‘Most of the great positive evils of the world,’ John Stuart Mill asserted in 1863, ‘are in themselves removable, and will, if human affairs continue to improve, be in the end reduced to within narrow limits.’ This sort of confidence in the reality and efficacy of progress now seems to set the 19th century distinctively apart from our own. In calling his study of Victorian Liberalism The Optimists Ian Bradley seeks to make good a more specific claim. He is writing about Liberalism with a big L – the creed of the British Liberal party as expressed by its leading politicians, publicists and men of ideas. And of all these men, it is the Grand Old Man who uniquely commands attention, the pre-eminence with which he awed his contemporaries hardly diminished with the passing of time. It still seems slightly presumptuous not to refer to him as Mr Gladstone. Like Dr Johnson, Colonel House, or Professor Joad, he has laid peculiar claim from beyond the grave to a conventional style of address.

**LISTED ENTRIES:**

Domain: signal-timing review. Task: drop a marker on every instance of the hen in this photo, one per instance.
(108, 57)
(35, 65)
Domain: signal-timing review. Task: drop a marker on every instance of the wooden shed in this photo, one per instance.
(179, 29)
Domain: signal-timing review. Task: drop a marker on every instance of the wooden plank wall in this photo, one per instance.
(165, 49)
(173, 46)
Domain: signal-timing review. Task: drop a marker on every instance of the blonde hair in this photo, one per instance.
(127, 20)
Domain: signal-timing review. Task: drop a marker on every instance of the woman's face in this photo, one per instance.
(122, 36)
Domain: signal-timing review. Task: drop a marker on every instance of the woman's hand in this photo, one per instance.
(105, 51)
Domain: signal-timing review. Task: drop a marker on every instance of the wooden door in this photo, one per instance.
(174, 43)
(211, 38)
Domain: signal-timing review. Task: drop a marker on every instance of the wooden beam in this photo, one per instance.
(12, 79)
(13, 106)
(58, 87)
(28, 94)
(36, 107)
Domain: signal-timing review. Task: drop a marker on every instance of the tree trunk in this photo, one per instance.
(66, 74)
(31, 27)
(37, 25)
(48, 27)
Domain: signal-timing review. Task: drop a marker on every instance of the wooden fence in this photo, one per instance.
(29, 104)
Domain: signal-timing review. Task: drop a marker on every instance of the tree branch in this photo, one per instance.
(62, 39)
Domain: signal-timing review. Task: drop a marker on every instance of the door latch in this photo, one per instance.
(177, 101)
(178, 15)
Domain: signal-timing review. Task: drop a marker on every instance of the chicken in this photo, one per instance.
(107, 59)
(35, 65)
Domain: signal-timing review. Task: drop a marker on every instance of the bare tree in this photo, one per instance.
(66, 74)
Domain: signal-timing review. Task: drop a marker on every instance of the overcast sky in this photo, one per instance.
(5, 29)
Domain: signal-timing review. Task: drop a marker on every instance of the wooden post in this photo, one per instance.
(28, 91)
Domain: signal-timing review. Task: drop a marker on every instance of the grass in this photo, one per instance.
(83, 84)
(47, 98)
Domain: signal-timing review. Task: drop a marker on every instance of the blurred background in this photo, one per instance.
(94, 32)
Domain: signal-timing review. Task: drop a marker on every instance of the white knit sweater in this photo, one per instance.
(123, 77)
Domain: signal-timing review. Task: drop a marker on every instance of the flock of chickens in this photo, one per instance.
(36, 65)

**DO THIS:**
Reproduce the passage on Victorian Liberalism in full, word for word.

**OUTPUT BELOW:**
‘Most of the great positive evils of the world,’ John Stuart Mill asserted in 1863, ‘are in themselves removable, and will, if human affairs continue to improve, be in the end reduced to within narrow limits.’ This sort of confidence in the reality and efficacy of progress now seems to set the 19th century distinctively apart from our own. In calling his study of Victorian Liberalism The Optimists Ian Bradley seeks to make good a more specific claim. He is writing about Liberalism with a big L – the creed of the British Liberal party as expressed by its leading politicians, publicists and men of ideas. And of all these men, it is the Grand Old Man who uniquely commands attention, the pre-eminence with which he awed his contemporaries hardly diminished with the passing of time. It still seems slightly presumptuous not to refer to him as Mr Gladstone. Like Dr Johnson, Colonel House, or Professor Joad, he has laid peculiar claim from beyond the grave to a conventional style of address.